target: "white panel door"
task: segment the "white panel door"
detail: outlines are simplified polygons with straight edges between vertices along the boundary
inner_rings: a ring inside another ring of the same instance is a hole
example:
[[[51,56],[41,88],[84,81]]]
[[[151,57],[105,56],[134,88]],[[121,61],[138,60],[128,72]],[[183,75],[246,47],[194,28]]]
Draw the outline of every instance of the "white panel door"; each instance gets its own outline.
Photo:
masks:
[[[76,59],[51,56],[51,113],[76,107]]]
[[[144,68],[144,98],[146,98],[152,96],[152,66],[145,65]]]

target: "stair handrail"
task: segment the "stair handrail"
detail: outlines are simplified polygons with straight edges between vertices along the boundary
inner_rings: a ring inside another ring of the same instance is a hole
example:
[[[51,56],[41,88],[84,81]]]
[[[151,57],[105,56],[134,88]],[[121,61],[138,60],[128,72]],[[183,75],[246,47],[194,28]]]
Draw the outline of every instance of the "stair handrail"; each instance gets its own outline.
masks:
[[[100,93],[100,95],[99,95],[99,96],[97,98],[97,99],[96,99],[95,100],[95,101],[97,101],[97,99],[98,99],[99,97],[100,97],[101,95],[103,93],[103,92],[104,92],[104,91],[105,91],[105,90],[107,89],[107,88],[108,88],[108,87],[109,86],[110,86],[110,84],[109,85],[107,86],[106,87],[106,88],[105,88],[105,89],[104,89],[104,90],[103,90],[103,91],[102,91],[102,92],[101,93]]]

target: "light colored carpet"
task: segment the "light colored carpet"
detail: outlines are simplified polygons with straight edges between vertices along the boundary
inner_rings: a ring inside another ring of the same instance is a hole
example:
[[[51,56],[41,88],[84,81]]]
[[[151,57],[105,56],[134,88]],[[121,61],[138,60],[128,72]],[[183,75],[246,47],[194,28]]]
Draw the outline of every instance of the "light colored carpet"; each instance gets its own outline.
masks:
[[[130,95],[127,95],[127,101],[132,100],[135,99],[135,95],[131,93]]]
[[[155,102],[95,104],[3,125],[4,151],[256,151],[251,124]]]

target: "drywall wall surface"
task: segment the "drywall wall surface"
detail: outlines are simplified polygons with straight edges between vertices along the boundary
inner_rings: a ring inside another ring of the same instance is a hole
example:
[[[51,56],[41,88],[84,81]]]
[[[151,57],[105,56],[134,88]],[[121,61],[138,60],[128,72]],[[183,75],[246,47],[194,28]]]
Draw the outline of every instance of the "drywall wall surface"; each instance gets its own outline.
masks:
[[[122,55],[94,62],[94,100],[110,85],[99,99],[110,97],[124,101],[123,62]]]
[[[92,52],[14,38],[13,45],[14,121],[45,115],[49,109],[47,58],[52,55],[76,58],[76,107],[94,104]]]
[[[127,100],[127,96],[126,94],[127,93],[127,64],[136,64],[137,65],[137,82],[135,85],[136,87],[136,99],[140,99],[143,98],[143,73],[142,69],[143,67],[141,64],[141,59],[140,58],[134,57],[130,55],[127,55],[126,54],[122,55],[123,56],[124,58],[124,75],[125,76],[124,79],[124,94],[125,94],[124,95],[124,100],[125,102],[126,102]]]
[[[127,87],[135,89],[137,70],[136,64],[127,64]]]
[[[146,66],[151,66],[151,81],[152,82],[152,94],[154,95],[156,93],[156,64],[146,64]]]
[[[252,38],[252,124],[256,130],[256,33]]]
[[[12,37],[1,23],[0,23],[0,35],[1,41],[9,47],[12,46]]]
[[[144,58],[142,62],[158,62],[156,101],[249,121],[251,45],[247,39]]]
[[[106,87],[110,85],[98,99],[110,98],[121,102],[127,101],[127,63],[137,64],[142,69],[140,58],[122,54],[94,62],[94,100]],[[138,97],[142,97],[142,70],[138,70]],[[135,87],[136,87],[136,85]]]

────

• [Exercise prompt] Rewrite every line from the start of the items through the line that holds "[[[144,68],[144,98],[146,98],[152,96],[152,66],[145,65]]]", both ends included and requests kept. Multiply each vertex coordinate in the answers by 0.85, round to whole numbers with halves going up, and leave every other number as it stands.

• [Worked solution]
target: "white panel door"
task: segment the "white panel door"
detail: outlines are simplified polygons with straight edges between vertices along the boundary
inner_rings: a ring inside another ring of the same instance is a hole
example:
[[[51,56],[41,88],[84,81]]]
[[[151,57],[105,56],[134,88]],[[121,61],[138,60],[128,72]],[[183,75],[246,47],[194,28]]]
Draw the outline of every instance of the "white panel door"; each instance gets its own outline.
Photo:
masks:
[[[65,50],[43,48],[43,96],[65,91]]]
[[[122,58],[122,83],[124,83],[129,82],[129,56],[123,55]]]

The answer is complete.